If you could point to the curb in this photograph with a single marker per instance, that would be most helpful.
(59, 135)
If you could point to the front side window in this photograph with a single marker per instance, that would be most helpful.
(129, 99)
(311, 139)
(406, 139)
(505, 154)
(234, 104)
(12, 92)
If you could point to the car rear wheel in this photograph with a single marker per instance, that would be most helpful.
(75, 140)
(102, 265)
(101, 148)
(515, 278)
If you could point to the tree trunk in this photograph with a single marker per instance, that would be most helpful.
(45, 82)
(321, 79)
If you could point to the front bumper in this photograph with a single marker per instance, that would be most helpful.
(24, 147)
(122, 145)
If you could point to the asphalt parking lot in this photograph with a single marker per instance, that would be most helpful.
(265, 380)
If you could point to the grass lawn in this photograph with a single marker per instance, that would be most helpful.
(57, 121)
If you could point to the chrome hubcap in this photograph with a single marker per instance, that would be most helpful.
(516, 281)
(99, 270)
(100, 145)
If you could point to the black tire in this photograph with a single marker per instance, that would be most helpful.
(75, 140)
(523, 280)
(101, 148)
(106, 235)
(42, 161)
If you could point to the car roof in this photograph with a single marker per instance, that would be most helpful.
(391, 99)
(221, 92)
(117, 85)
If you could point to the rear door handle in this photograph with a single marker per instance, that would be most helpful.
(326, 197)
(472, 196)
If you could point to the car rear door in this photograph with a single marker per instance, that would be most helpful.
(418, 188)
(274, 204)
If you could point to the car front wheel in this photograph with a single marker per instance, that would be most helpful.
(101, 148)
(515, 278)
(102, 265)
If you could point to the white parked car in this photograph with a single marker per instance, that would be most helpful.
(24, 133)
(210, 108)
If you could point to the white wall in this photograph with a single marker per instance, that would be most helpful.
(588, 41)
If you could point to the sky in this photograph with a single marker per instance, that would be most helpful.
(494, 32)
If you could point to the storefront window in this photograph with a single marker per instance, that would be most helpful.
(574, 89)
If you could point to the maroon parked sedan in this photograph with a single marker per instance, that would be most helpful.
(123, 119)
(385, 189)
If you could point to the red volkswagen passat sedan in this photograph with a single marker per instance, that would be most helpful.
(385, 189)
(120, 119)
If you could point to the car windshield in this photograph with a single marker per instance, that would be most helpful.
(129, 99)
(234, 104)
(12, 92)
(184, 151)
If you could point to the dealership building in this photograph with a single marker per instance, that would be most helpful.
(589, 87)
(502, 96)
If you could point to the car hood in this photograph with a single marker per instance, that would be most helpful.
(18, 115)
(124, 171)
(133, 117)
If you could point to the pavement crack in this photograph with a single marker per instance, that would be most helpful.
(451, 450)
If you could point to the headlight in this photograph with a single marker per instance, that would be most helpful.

What you have to do
Put every line of the entries above into a Markdown table with the columns Row and Line, numbering the rows in order and leaving out any blank lines.

Full solution
| Row | Line |
|---|---|
| 1 | If you could point to the curb in this photograph with a single marker per instance, that would be most helpful. |
| 2 | (59, 135) |
| 3 | If you could point to the front side window in this photograph with a single marker per instance, that would be most helpful. |
| 4 | (129, 99) |
| 5 | (311, 139) |
| 6 | (406, 139) |
| 7 | (505, 154) |
| 8 | (234, 104) |
| 9 | (12, 92) |
| 10 | If you could point to the car rear wheel in this photograph with a single marker per instance, that would be most helpful. |
| 11 | (75, 140) |
| 12 | (102, 265) |
| 13 | (101, 148) |
| 14 | (515, 278) |
| 15 | If you could point to the tree trunk in this photograph with a single marker per instance, that would be most helpful. |
| 16 | (45, 82) |
| 17 | (321, 79) |
| 18 | If you could point to the front bumper in this photograph with a single marker per instance, that would be most helpful. |
| 19 | (24, 147) |
| 20 | (122, 145) |
| 21 | If you could point to the asphalt parking lot in this photograph with a single marker per instance, that would be most helpful. |
| 22 | (265, 380) |
| 23 | If you could point to the grass lawn in this photograph with a single marker per instance, that would be most helpful. |
| 24 | (57, 121) |
| 25 | If you could point to the chrome hubcap in this photograph with a single marker per instance, that would be most helpful. |
| 26 | (516, 281) |
| 27 | (99, 270) |
| 28 | (100, 145) |
| 29 | If you could point to the black tire in this photograph with a single marker per instance, that would be most helpful. |
| 30 | (75, 140) |
| 31 | (523, 280) |
| 32 | (101, 148) |
| 33 | (106, 235) |
| 34 | (42, 161) |
| 35 | If you could point to the car roof in this photograph with a single marker per instance, that would be most helpful. |
| 36 | (391, 99) |
| 37 | (221, 92) |
| 38 | (117, 85) |
| 39 | If you could point to the rear door handle in this photograph with a single marker per instance, that would be most helpful. |
| 40 | (326, 197) |
| 41 | (472, 196) |
| 42 | If you could point to the car rear door in this photograph with a single marker per instance, that would be most helpful. |
| 43 | (418, 188) |
| 44 | (274, 204) |
| 45 | If you could point to the car front wheel in this photograph with a single marker per instance, that would be most helpful. |
| 46 | (101, 148) |
| 47 | (515, 278) |
| 48 | (102, 265) |
| 49 | If you could point to the white parked car in this photograph with a single marker per instance, that would be most helpful. |
| 50 | (24, 133) |
| 51 | (210, 108) |
| 52 | If you could point to the white wall in this photograph with a single marker per instance, that would be most helpful. |
| 53 | (588, 41) |
| 54 | If you could point to the sky in this photograph with a single marker per instance, that would be most helpful. |
| 55 | (494, 32) |
| 56 | If you could point to the storefront window in this photograph with a single marker per instance, that would be most helpful. |
| 57 | (574, 89) |
| 58 | If you could point to the maroon parked sedan in this photograph with a single marker per instance, that would be most helpful. |
| 59 | (123, 119) |
| 60 | (385, 189) |
| 61 | If you could point to the red volkswagen passat sedan in this photograph with a single marker per instance, that would be most helpful. |
| 62 | (385, 189) |
| 63 | (120, 119) |
| 64 | If you could point to the car windshield in this photograph with a single marker per instance, that would be most helpful. |
| 65 | (129, 99) |
| 66 | (234, 104) |
| 67 | (12, 92) |
| 68 | (184, 151) |
| 69 | If you could point to the dealership building in this photograph with a single marker per instance, that would be most helpful. |
| 70 | (589, 87) |
| 71 | (502, 96) |
| 72 | If you could point to the car hood in this photograph with a single marker per instance, that would be most helpful. |
| 73 | (18, 115) |
| 74 | (124, 171) |
| 75 | (133, 117) |
| 76 | If you could point to the pavement crack in this photograph with a single marker per instance, that would be most helpful. |
| 77 | (451, 450) |
| 78 | If you could point to the headlight in this photograph with a single marker per instance, that would be most helpful. |